Natural language region descriptions:
BEGIN

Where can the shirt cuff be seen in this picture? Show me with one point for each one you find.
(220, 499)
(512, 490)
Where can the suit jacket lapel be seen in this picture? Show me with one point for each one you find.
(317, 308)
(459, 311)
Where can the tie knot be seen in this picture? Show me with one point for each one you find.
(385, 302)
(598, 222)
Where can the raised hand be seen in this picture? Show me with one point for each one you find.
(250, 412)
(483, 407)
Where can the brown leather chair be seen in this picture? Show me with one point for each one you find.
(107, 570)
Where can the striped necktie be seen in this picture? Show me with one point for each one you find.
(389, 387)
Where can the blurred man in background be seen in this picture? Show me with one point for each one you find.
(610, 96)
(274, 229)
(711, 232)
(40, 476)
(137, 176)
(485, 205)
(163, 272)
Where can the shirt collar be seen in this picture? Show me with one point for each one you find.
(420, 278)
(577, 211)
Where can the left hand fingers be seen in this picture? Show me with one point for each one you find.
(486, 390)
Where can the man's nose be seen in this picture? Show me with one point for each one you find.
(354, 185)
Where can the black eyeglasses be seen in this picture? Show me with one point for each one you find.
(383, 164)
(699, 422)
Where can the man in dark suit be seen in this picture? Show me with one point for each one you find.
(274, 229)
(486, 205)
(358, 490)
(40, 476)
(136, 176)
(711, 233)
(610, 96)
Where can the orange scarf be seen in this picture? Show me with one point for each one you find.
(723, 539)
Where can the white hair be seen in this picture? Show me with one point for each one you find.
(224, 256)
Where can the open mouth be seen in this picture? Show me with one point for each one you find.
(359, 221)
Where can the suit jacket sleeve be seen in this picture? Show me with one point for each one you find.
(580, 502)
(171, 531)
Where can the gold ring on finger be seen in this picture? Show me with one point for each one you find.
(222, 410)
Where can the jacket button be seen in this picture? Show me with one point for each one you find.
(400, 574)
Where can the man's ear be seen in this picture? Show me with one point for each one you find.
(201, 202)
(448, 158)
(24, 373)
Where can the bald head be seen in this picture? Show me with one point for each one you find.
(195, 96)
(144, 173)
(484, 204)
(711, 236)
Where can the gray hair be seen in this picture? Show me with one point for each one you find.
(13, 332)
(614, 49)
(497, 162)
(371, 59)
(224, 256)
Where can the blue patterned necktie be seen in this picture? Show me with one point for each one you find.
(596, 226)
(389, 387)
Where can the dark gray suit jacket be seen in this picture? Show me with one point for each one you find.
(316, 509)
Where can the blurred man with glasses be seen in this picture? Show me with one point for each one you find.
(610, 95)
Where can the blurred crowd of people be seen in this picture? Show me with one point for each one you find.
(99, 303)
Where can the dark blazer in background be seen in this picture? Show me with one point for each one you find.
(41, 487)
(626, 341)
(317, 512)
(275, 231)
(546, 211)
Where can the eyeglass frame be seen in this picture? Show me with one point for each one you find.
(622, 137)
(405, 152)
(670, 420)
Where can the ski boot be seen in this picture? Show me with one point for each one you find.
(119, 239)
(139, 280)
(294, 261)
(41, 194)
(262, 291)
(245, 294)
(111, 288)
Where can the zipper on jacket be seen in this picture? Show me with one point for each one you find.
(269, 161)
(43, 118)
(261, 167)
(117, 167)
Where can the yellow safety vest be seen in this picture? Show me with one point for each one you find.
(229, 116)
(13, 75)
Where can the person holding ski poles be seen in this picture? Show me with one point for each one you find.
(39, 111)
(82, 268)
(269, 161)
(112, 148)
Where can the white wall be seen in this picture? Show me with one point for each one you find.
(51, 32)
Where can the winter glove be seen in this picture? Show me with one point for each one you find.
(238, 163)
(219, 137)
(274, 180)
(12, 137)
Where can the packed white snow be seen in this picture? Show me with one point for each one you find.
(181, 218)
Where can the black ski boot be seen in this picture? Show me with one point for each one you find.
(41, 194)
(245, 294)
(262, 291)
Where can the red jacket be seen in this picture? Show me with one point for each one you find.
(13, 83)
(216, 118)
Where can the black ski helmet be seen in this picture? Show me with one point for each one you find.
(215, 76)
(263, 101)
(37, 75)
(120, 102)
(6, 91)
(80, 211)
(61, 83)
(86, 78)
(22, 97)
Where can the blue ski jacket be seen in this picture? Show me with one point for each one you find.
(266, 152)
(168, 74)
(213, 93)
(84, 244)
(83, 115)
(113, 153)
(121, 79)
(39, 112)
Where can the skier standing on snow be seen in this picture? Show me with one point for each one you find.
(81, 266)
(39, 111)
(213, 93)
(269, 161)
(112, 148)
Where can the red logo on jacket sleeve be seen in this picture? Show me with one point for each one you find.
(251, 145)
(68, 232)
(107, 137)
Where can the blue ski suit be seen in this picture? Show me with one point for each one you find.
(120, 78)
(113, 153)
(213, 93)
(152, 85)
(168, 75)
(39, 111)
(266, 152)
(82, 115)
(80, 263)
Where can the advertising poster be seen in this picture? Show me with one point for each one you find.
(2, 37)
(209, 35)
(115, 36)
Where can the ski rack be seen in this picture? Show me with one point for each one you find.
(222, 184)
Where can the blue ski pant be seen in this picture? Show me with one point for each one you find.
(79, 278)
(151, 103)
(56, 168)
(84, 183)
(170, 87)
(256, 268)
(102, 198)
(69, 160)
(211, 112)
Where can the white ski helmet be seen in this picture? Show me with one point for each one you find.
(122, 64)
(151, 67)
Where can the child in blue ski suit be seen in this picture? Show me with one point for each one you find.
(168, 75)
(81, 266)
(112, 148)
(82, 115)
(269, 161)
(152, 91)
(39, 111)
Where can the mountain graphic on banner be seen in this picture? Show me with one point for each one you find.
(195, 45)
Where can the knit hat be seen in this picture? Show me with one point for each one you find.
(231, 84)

END

What the task requires: Give back each entry exactly as it was written.

Answer for the task:
Where can the shirt cuff be seen in this picture? Show me with one point for each one you find.
(220, 499)
(512, 490)
Where can the suit jacket lapel be seen in this picture? Show me with one point for each one you find.
(317, 308)
(459, 311)
Where can the tie knot be seen in this picture? Show me with one point for each one you find.
(385, 302)
(598, 222)
Where can the raised hand be seen in this picture? Show me with one point for each one you find.
(250, 412)
(483, 407)
Where can the brown leather chair be seen in this picture? Show me with one point for each one you find.
(107, 570)
Where can the striped necktie be seen in this picture? Show me with one point for each one you find.
(389, 387)
Where can the blurred man in background be seen in this picture? Show me with one point for each one you find.
(610, 96)
(274, 229)
(711, 232)
(40, 476)
(137, 176)
(485, 205)
(163, 272)
Where can the shirt collar be seen in this picture? Show me with one point for each one you find.
(420, 278)
(577, 211)
Where can the left hand fingers be seen in this picture? Show me with one point for each one you find.
(486, 390)
Where can the man's nose be seen in this picture? Show me with one point for each one you find.
(354, 185)
Where can the black eyeglasses be seen in this picture? Show me with one point for each one you find.
(383, 164)
(699, 422)
Where can the man in dark suit be seen in this picture? Show me with one point for each one you find.
(274, 229)
(486, 205)
(358, 490)
(40, 476)
(136, 176)
(711, 233)
(610, 96)
Where can the orange scarf be seen in this picture? Show me with one point for each one you find.
(723, 539)
Where can the white hair be seen in this picture? Show me with one point for each one you find.
(224, 256)
Where can the open mouth be seen in this picture? Show me with one point for each one you find.
(359, 221)
Where can the suit jacket sleeve be seen in this picture? Show me with one point for each one you find.
(580, 502)
(171, 531)
Where can the gold ring on finger be seen in this picture? Show me with one point for each one you find.
(222, 410)
Where can the jacket button be seen in this picture? Show me with one point for each one you find.
(400, 574)
Where can the man's ear be seen in this picture? Show me with one point for each one you find.
(201, 202)
(448, 158)
(24, 373)
Where can the bald head be seen in this picture? Show me with one point for each one you find.
(195, 96)
(144, 173)
(484, 204)
(711, 236)
Where can the gray hair be seen in this picture? Show me with one point for each one you find.
(13, 332)
(614, 49)
(497, 162)
(371, 59)
(224, 256)
Where can the blue patterned necktie be seen in this picture? Show me with one point for each one you find.
(596, 226)
(389, 387)
Where can the dark gray suit jacket be seen in this picture? Show me with one point for each one you find.
(316, 509)
Where can the blurred man with glasses be seen in this picture? Show me with one point for each one you find.
(610, 95)
Where can the blurred crowd of people be seen in this picture? Show me with one point for each one you find.
(99, 303)
Where can the dark blazer in background be seen in this picture? Show me with one point for each one you find.
(41, 487)
(626, 341)
(317, 512)
(275, 231)
(546, 211)
Where can the eyeglass frame be seen in this picture? Show me with one point for each one you find.
(622, 137)
(405, 152)
(670, 420)
Where can the ski boot be seen in this picture? Show me with one point for each one you find.
(119, 239)
(139, 280)
(294, 261)
(41, 194)
(262, 291)
(245, 294)
(111, 288)
Where can the zipper on jacket be seen in this picture? Show me with one point for each one you find.
(269, 161)
(43, 118)
(261, 167)
(117, 167)
Where can the yellow safety vest be seen in this picture? Show me with one point for each one you find.
(229, 116)
(13, 75)
Where can the person holding ski poles be seen in this picture? Show me with one point for each one you find.
(39, 111)
(82, 268)
(269, 161)
(112, 148)
Where can the white wall be seen in this picture? Show me with one point for each one you find.
(51, 32)
Where can the winter glove be seen in this picture? Show me with one point for each one you find.
(238, 163)
(219, 137)
(274, 180)
(12, 137)
Where can the packed white snow be seen in this picture? Show me with one point for each one you find.
(181, 218)
Where can the black ski boot be seen in this picture? Show me with one point for each one you find.
(41, 194)
(245, 294)
(262, 291)
Where can the red jacket be seen in this picture? Show me with one point for each one you find.
(13, 83)
(216, 118)
Where can the black ski helmet be seen in this picture? Show me with one point for each one you find.
(215, 76)
(263, 101)
(37, 75)
(120, 102)
(6, 91)
(80, 211)
(61, 83)
(86, 78)
(22, 97)
Where can the blue ski jacket be seen in this picture? Show me with one point for each one you find.
(266, 152)
(168, 74)
(213, 93)
(84, 244)
(83, 115)
(113, 153)
(121, 79)
(39, 112)
Where can the skier standing on snow be seen in this picture? Show me with one point for each one you find.
(81, 266)
(39, 111)
(213, 93)
(269, 161)
(112, 148)
Where can the red logo on jacket sleeve be seen in this picture? Show me with one point for each one you find.
(251, 145)
(68, 232)
(107, 137)
Where can the blue ski suit be seen in this picture? Show me with one point for each one you find.
(120, 78)
(113, 153)
(213, 93)
(152, 85)
(168, 75)
(39, 111)
(266, 152)
(82, 115)
(80, 263)
Where can the advertising poster be seen in this picture? Show me with one point for each one you find.
(2, 37)
(209, 35)
(115, 36)
Where can the ski rack be seen in this picture? Show me with one point for each one you find.
(222, 184)
Where can the blue ski pant be seen in this picture? Show me with one point for each one you find.
(79, 278)
(151, 103)
(56, 168)
(84, 183)
(170, 87)
(256, 268)
(102, 198)
(69, 160)
(211, 112)
Where can the white ski helmet be seen in this picture? Show me with one point for each one you find.
(122, 64)
(151, 67)
Where can the child in blue ski suit be seen in this picture? Show me with one point for each one you find.
(168, 75)
(81, 266)
(112, 148)
(82, 115)
(269, 161)
(152, 91)
(39, 111)
Where can the mountain graphic on banner be seen in this picture? Show me with one point for each one you find.
(195, 45)
Where can the knit hat be seen in this picture? Show me with one point for each one you find.
(231, 84)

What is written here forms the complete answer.